TASK INSTRUCTIONS:
Transcribe all the material exactly. Leave every line as it is.

INFORMATION PROVIDED:

╔══

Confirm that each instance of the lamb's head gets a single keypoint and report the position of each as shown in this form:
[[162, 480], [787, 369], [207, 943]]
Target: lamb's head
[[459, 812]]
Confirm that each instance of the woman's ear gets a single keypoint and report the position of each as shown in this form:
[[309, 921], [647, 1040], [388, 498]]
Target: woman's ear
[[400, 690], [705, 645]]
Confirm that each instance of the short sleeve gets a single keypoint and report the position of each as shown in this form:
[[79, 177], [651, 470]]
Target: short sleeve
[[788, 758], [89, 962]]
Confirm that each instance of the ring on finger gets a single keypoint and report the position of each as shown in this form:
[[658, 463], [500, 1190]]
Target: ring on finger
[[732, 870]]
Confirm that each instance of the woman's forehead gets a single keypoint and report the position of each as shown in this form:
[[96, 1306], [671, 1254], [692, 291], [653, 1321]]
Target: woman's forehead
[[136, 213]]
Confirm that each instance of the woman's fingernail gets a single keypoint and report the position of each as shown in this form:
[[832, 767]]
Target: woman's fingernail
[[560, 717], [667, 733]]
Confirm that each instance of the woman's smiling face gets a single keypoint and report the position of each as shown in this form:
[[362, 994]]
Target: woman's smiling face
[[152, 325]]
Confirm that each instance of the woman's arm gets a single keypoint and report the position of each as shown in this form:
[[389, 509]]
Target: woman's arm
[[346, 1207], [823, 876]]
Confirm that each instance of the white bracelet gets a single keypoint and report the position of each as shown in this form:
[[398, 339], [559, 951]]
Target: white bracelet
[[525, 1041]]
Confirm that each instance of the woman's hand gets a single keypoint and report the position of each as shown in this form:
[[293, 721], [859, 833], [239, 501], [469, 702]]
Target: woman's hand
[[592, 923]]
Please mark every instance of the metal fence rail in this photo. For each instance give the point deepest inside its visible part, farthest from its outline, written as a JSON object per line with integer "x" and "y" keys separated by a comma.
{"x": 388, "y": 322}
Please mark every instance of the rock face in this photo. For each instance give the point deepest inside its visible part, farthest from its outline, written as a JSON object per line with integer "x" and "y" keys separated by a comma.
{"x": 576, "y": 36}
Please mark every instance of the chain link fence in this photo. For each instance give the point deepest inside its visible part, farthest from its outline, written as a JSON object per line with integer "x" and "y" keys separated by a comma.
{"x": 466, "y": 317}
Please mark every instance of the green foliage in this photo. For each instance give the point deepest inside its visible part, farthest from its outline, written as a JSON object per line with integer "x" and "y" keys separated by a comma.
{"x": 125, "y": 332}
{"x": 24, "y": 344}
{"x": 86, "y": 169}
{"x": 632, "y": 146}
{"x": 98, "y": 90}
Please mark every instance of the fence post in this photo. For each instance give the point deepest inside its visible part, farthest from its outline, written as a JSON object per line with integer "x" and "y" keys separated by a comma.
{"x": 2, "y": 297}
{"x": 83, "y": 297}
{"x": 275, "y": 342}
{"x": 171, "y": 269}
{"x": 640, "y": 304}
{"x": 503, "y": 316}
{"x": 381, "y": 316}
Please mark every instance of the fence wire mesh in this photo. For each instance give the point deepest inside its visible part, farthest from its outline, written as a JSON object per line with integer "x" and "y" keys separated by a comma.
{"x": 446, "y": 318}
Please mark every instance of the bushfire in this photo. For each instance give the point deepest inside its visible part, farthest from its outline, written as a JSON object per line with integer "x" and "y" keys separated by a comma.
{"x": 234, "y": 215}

╚══

OUTPUT:
Confirm that each instance of the lamb's head gets a single keypoint and report the position of each as shown in this form:
[[162, 480], [787, 369], [207, 943]]
Target: lamb's head
[[459, 812]]
Confirm that each instance of the woman's ear gets a single keypoint and report the position of each as shown in this form:
[[309, 921], [647, 1040], [388, 498]]
Target: woman's ear
[[400, 690], [705, 645]]
Confirm that each instance of the short sleeve gets a single keypoint and report the position of each as shown in this form:
[[79, 177], [651, 470]]
Target: short sleeve
[[788, 758], [89, 962]]
Confirm that each instance of the ring on finger gets a single keypoint and report the position of each as shown in this form:
[[658, 463], [500, 1190]]
Target: ring on finger
[[732, 870]]
Confirm that each instance of the woman's forehead gets a single keypoint and report the position of each as shown in this form:
[[96, 1306], [671, 1254], [692, 291], [653, 1321]]
Target: woman's forehead
[[136, 213]]
Confirm that each instance of the woman's fingernail gets a single keypoint and report the position of each as shown in this form:
[[832, 767]]
Target: woman's fingernail
[[560, 717], [667, 733]]
Confirm that each instance of the woman's smiling face gets a single keypoint and report the position of each as shown in this form:
[[362, 994]]
Target: woman's smiling face
[[152, 325]]
Confirm that each instance of the woman's arm gets a single keypoint and report the position of each as shown in this form:
[[389, 509]]
Target: woman's arm
[[346, 1207], [823, 876]]
Confirm that each instance of the white bracelet gets a single keypoint and report the position of each as shown in this form:
[[398, 339], [559, 951]]
Target: white bracelet
[[525, 1041]]
Confirm that each instance of the woman's hand gets a single keypoint and report the position of each as shown in this form:
[[293, 721], [859, 833], [239, 501], [469, 702]]
Target: woman's hand
[[592, 923]]
Please mark every instance of the metal fence rail in this photo. For each instance give the point deepest inside its visible part, farthest from its outline, written as a JSON object per line with integer "x" and "y" keys separated by a comma.
{"x": 388, "y": 322}
Please mark every instance of the rock face in this photo. For each instance give the point deepest inside its visible part, farthest from its outline, written as a JSON object per line with integer "x" and "y" keys separated by a comma.
{"x": 576, "y": 36}
Please mark every instance of the chain link fence in this photo. For each instance give the point deepest inside its visible part, farthest from its outline, written as a JSON object per line with integer "x" and "y" keys separated by a comma.
{"x": 466, "y": 317}
Please mark every instance of the green foliage in this photo. For each instance give the point deepest inside its visible part, farthest from its outline, written as a JSON object per line with integer "x" and "y" keys separated by a comma.
{"x": 125, "y": 332}
{"x": 24, "y": 344}
{"x": 86, "y": 169}
{"x": 632, "y": 146}
{"x": 98, "y": 90}
Please mark every instance of the fence post in this photo. For each instance give the point deepest inside its visible part, farthest from its outline, written as a JSON object per line with integer "x" and "y" keys separated by a comma.
{"x": 2, "y": 297}
{"x": 83, "y": 297}
{"x": 275, "y": 342}
{"x": 171, "y": 269}
{"x": 640, "y": 304}
{"x": 503, "y": 316}
{"x": 381, "y": 316}
Please mark every instance of the fence wire mesh in this photo. For each instance give the point deepest inside its visible part, farthest from its outline, written as a JSON object per line with integer "x" and "y" keys separated by a comma.
{"x": 446, "y": 318}
Please mark every instance of the bushfire in this photo. For each instance give the point deepest inside its visible part, farthest from its outline, written as a JSON object per line with integer "x" and "y" keys separated by a comma.
{"x": 234, "y": 215}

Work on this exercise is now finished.